### Data excerpts
<<<<

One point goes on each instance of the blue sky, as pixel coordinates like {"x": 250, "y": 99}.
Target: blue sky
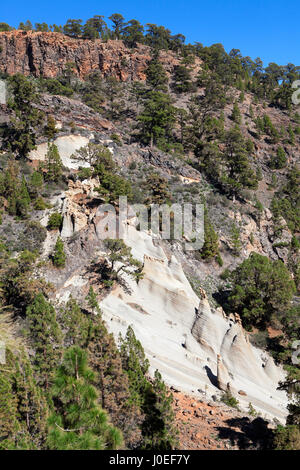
{"x": 268, "y": 29}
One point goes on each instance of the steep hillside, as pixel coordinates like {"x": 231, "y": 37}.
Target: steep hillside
{"x": 86, "y": 121}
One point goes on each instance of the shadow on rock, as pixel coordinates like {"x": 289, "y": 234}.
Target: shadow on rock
{"x": 247, "y": 434}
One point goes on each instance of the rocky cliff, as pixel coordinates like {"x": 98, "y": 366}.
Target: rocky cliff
{"x": 46, "y": 54}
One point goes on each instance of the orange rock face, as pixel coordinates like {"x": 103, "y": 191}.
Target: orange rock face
{"x": 46, "y": 54}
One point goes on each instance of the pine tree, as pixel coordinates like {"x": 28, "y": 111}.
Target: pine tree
{"x": 112, "y": 382}
{"x": 59, "y": 256}
{"x": 78, "y": 423}
{"x": 136, "y": 365}
{"x": 23, "y": 200}
{"x": 23, "y": 407}
{"x": 54, "y": 165}
{"x": 158, "y": 428}
{"x": 76, "y": 323}
{"x": 236, "y": 114}
{"x": 210, "y": 247}
{"x": 45, "y": 335}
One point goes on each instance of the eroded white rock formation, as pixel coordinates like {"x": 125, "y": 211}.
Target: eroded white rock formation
{"x": 183, "y": 336}
{"x": 67, "y": 145}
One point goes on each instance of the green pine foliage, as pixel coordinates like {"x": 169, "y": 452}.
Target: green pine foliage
{"x": 59, "y": 256}
{"x": 45, "y": 336}
{"x": 261, "y": 289}
{"x": 78, "y": 422}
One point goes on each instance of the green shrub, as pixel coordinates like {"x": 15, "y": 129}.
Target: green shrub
{"x": 55, "y": 221}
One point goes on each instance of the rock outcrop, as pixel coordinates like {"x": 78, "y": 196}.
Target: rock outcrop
{"x": 222, "y": 375}
{"x": 46, "y": 54}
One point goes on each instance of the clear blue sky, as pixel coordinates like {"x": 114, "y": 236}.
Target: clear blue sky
{"x": 269, "y": 29}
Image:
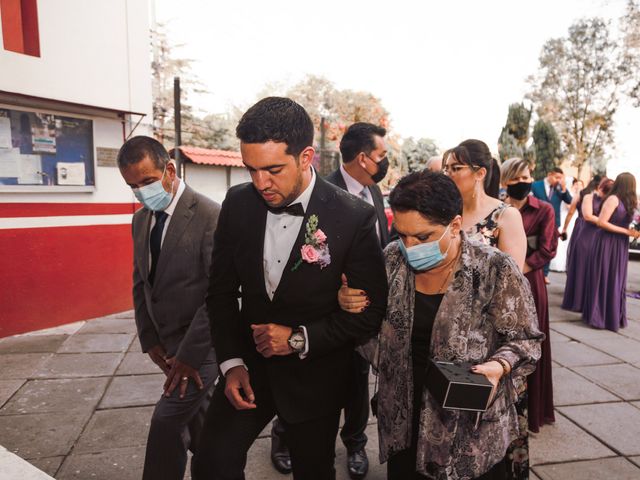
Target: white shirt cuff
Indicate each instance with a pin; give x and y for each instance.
(229, 364)
(305, 352)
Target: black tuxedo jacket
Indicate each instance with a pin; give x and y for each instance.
(337, 179)
(302, 389)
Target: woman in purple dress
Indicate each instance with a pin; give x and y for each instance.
(589, 202)
(605, 305)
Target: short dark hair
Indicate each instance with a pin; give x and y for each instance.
(477, 155)
(280, 120)
(359, 138)
(137, 148)
(432, 194)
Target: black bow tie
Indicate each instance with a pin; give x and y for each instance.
(296, 210)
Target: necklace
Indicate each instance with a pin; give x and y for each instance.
(441, 289)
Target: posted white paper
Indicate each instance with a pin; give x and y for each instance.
(9, 162)
(70, 173)
(30, 168)
(5, 133)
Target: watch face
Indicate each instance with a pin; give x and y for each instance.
(297, 341)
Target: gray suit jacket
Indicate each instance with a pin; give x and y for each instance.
(172, 312)
(337, 179)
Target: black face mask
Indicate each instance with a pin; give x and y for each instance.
(519, 191)
(383, 167)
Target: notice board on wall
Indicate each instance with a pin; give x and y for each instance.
(44, 149)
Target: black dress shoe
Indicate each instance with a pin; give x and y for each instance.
(281, 459)
(358, 464)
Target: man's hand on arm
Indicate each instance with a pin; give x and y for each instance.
(238, 388)
(180, 373)
(272, 339)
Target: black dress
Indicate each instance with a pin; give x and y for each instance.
(402, 465)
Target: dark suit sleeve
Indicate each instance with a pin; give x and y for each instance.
(196, 344)
(224, 290)
(146, 329)
(364, 268)
(547, 239)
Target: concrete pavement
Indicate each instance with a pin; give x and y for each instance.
(75, 402)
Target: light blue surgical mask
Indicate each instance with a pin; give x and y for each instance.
(154, 196)
(425, 256)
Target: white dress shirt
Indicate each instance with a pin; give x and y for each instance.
(354, 187)
(169, 211)
(547, 188)
(281, 232)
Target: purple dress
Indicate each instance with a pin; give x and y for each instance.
(577, 258)
(605, 306)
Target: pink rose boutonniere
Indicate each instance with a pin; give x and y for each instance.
(315, 248)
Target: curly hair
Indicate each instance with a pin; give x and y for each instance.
(359, 138)
(624, 188)
(279, 120)
(477, 155)
(432, 194)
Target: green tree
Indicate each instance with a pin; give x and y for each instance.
(339, 108)
(547, 148)
(508, 146)
(414, 154)
(630, 31)
(514, 137)
(578, 89)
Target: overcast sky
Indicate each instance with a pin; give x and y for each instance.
(444, 70)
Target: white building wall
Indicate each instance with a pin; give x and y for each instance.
(239, 175)
(95, 53)
(212, 180)
(92, 52)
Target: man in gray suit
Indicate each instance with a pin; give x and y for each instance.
(173, 241)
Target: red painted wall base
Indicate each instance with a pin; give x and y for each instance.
(52, 276)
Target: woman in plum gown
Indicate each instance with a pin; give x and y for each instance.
(589, 202)
(605, 301)
(539, 225)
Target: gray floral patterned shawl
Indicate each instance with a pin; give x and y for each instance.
(487, 312)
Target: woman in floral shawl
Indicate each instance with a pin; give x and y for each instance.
(450, 299)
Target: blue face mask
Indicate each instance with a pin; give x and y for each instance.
(425, 256)
(154, 196)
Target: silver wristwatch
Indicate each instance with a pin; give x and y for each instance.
(297, 341)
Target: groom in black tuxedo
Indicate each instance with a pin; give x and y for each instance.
(281, 245)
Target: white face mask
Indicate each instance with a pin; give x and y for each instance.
(425, 256)
(154, 196)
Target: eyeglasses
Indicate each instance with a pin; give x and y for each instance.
(379, 161)
(449, 169)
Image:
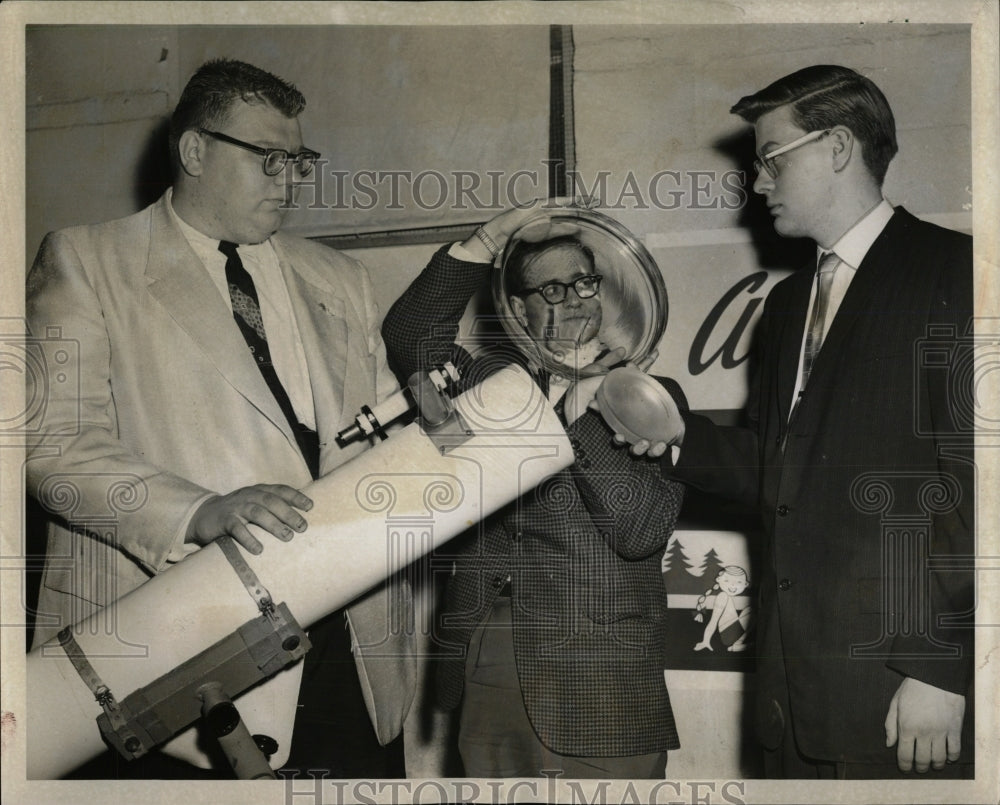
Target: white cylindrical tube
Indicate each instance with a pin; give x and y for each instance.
(372, 516)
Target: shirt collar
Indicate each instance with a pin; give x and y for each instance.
(202, 243)
(855, 243)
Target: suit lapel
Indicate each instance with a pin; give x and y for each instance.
(867, 285)
(179, 282)
(320, 313)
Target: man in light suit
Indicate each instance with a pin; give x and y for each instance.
(858, 453)
(217, 359)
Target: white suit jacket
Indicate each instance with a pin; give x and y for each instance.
(154, 402)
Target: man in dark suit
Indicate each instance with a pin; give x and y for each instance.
(857, 454)
(218, 358)
(553, 627)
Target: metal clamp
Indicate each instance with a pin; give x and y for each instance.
(153, 714)
(438, 417)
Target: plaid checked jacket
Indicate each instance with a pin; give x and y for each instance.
(582, 552)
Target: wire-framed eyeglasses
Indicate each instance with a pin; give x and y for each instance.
(766, 161)
(555, 292)
(275, 159)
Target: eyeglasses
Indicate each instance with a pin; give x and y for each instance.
(275, 159)
(766, 161)
(554, 292)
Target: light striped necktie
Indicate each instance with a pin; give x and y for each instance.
(817, 321)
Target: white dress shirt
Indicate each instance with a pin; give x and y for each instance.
(851, 250)
(283, 339)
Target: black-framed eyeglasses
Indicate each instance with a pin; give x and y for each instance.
(554, 292)
(766, 161)
(275, 159)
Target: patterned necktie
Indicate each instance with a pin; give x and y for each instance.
(246, 312)
(817, 322)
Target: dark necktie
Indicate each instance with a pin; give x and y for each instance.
(246, 312)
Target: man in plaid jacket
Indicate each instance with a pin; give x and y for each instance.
(553, 626)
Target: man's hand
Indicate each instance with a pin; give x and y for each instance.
(270, 506)
(927, 723)
(500, 228)
(580, 396)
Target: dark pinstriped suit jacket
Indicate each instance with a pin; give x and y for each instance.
(582, 551)
(874, 484)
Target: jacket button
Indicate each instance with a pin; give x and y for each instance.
(266, 744)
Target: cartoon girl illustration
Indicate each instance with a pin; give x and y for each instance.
(733, 625)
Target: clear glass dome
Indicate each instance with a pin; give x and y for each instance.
(632, 293)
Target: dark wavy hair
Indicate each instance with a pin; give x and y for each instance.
(208, 98)
(825, 95)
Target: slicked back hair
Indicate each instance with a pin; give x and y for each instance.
(824, 96)
(208, 99)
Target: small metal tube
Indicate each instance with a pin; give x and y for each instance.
(224, 722)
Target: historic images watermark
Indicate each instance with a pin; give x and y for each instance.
(495, 190)
(549, 788)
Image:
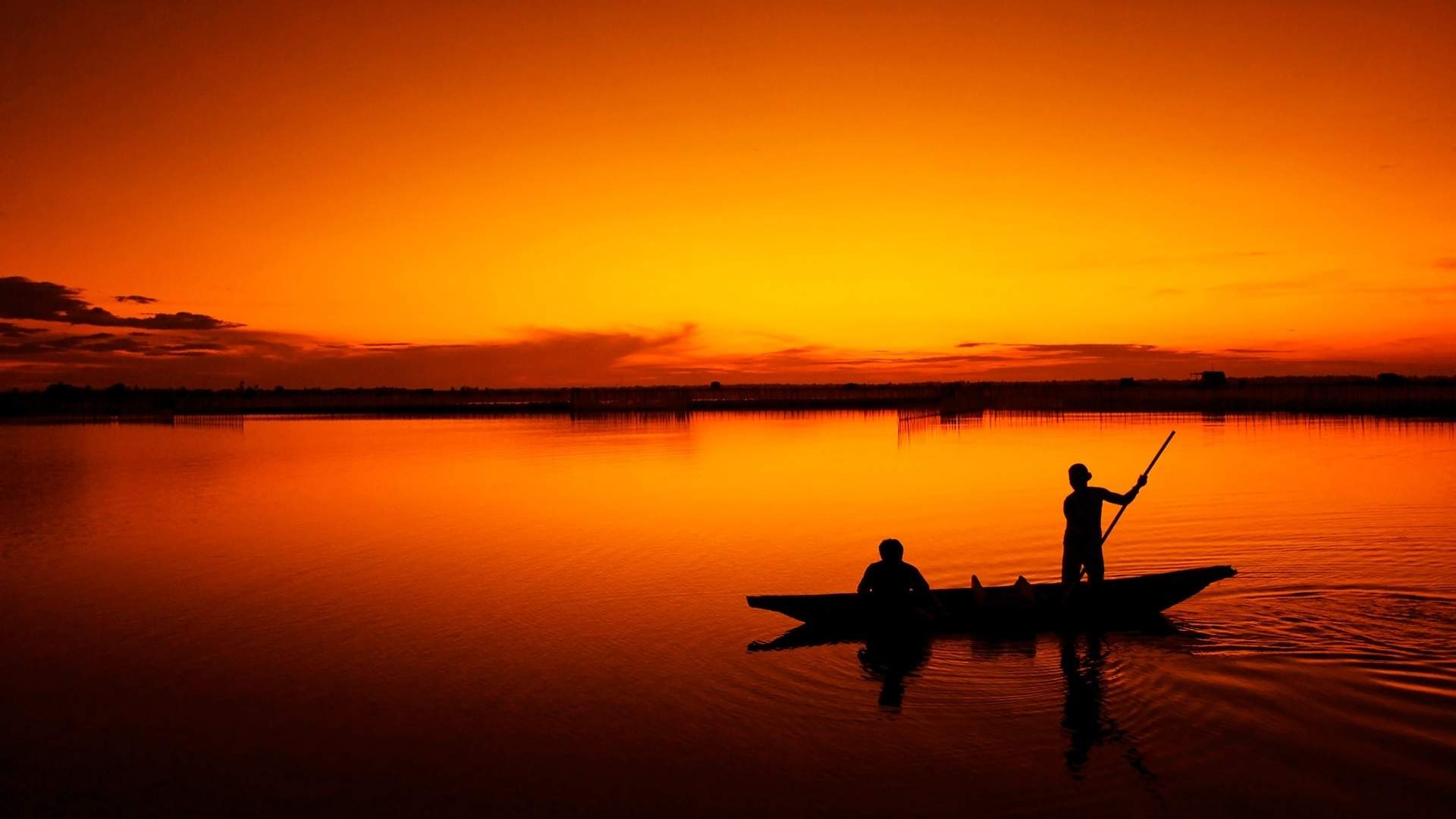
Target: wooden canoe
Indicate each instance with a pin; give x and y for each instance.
(1021, 605)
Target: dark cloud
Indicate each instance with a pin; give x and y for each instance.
(47, 300)
(17, 331)
(546, 357)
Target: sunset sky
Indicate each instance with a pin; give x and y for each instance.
(433, 194)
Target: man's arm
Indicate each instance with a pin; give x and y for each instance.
(924, 589)
(1131, 494)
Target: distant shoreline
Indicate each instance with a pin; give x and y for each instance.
(1386, 395)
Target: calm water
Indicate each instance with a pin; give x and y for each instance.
(538, 615)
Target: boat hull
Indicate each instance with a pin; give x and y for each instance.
(1025, 605)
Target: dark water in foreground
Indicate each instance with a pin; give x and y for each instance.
(528, 615)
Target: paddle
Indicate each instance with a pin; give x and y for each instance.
(1119, 516)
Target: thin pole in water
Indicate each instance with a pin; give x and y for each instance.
(1119, 516)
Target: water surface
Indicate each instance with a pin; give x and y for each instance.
(529, 615)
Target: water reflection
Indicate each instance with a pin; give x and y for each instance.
(1084, 719)
(890, 661)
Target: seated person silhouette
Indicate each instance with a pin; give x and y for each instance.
(897, 589)
(1082, 541)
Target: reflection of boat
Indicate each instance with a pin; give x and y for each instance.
(1024, 605)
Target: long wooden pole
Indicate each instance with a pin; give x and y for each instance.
(1119, 516)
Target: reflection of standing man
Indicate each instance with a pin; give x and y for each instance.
(1082, 542)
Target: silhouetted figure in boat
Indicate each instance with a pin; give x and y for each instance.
(1082, 542)
(899, 589)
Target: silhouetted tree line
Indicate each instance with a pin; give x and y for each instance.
(1388, 394)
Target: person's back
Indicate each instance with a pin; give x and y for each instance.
(1082, 541)
(892, 582)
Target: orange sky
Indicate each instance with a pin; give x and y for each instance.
(639, 193)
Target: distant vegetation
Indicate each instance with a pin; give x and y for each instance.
(1388, 394)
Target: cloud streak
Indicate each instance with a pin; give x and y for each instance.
(212, 354)
(50, 302)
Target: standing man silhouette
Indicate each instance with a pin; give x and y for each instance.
(1082, 542)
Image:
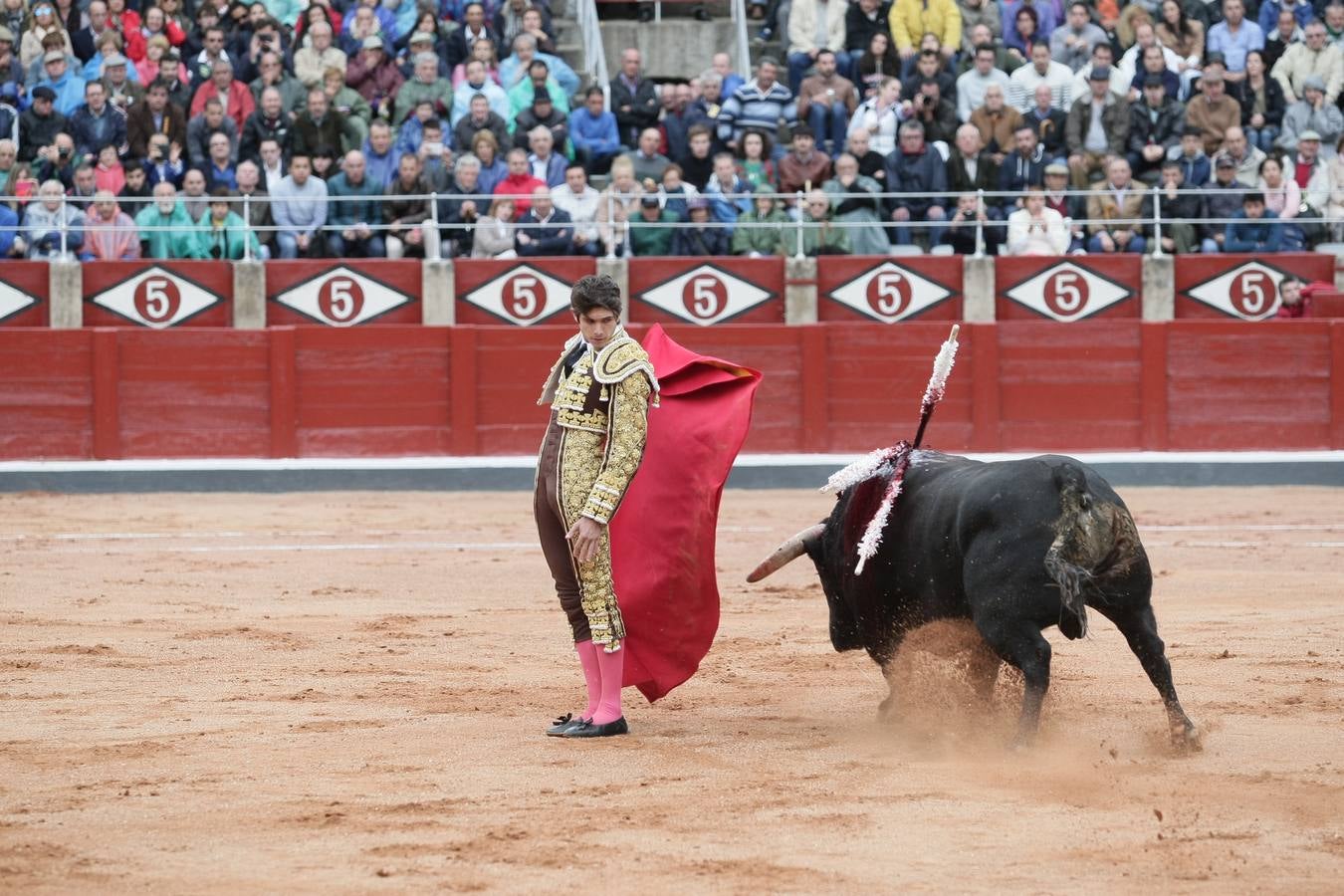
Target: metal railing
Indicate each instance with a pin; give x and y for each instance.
(618, 225)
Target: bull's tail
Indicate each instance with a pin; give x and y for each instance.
(1077, 555)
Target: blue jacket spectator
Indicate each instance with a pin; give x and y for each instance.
(757, 104)
(1254, 229)
(97, 122)
(68, 88)
(545, 230)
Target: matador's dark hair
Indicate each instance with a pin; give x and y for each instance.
(595, 291)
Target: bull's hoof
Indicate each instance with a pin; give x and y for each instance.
(1186, 738)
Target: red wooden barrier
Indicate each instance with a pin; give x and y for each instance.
(403, 389)
(1067, 289)
(517, 292)
(707, 291)
(157, 295)
(23, 295)
(1244, 287)
(889, 291)
(348, 295)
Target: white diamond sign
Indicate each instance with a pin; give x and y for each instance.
(1247, 291)
(156, 297)
(1067, 293)
(706, 295)
(341, 297)
(890, 293)
(522, 296)
(14, 301)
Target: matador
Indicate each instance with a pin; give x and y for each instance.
(599, 391)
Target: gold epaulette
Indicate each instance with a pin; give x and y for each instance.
(622, 357)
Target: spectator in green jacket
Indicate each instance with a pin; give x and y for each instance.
(165, 229)
(761, 230)
(645, 238)
(222, 233)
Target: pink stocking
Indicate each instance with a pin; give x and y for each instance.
(591, 676)
(613, 668)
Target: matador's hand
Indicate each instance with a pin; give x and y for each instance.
(583, 538)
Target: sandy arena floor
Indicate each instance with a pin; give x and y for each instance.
(345, 692)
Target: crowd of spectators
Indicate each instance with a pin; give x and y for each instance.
(387, 127)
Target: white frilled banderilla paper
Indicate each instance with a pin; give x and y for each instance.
(895, 458)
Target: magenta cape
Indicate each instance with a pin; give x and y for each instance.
(663, 535)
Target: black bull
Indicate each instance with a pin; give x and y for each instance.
(1012, 546)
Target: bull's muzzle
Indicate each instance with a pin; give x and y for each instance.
(786, 553)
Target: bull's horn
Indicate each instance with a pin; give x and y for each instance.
(790, 550)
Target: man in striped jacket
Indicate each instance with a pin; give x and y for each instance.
(763, 103)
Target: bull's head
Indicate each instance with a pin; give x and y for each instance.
(844, 627)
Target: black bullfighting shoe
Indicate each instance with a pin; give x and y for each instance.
(563, 724)
(590, 730)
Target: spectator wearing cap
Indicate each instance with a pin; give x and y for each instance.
(816, 26)
(1246, 157)
(702, 238)
(199, 129)
(1155, 126)
(351, 107)
(1309, 169)
(1252, 229)
(266, 122)
(299, 204)
(542, 113)
(760, 104)
(222, 234)
(515, 68)
(634, 100)
(1310, 113)
(292, 93)
(154, 115)
(45, 22)
(322, 129)
(1262, 104)
(476, 84)
(971, 87)
(1114, 208)
(1233, 37)
(97, 123)
(111, 234)
(1182, 207)
(1213, 111)
(39, 123)
(651, 229)
(373, 76)
(1222, 200)
(122, 91)
(312, 62)
(473, 29)
(1071, 43)
(234, 96)
(47, 218)
(544, 230)
(1314, 57)
(542, 160)
(826, 101)
(68, 88)
(917, 171)
(594, 133)
(538, 81)
(1097, 127)
(353, 211)
(406, 214)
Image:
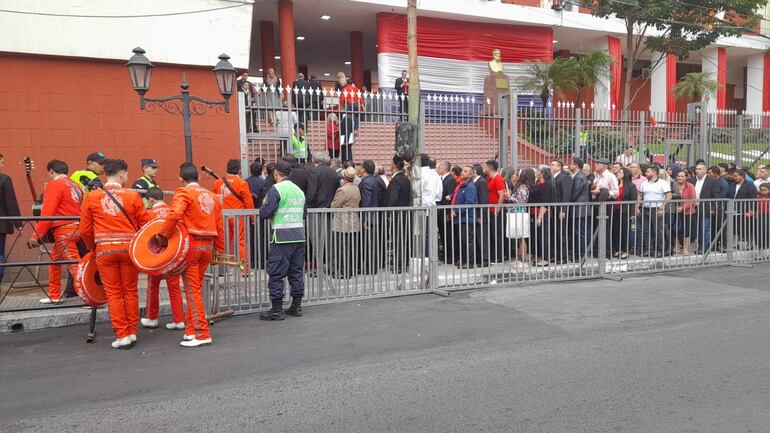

>>>>

### Work to be completed
Given the data above, transcribe exactly the lines from the one containing "Target: white shirt cuff" down to the one containing "Target: notice board on wall", and no others.

### Response below
Target: white shirt cuff
Indicate each instance with a pin; give x and y for each instance.
(229, 364)
(305, 352)
Target: black tuxedo jacket
Indicate each instance with a pin; give x and y for each instance.
(337, 179)
(302, 389)
Target: woman in purple dress
Indicate each instance with a pin; give x and y for each instance.
(589, 202)
(605, 305)
Target: short dark hair
Indicate each instance with a pin; give x and y for each instance.
(477, 155)
(280, 120)
(359, 138)
(137, 148)
(432, 194)
Target: black bow tie
Indicate each instance with a pin; give x and y for each instance.
(296, 210)
Target: necklace
Indicate each instance with a pin; give x and y for each instance.
(441, 289)
Target: posted white paper
Indicate each instance with a pin; give x and y for each instance.
(9, 162)
(70, 173)
(30, 168)
(5, 133)
Target: watch face
Indicate each instance with a pin; give x and y for each instance.
(297, 341)
Target: gray suit jacket
Indicate each instance with a pin; give x and y for each instance.
(172, 312)
(337, 179)
Target: black face mask
Indicate each instance with a pin; give x and y for each instance.
(519, 191)
(383, 167)
Target: notice board on wall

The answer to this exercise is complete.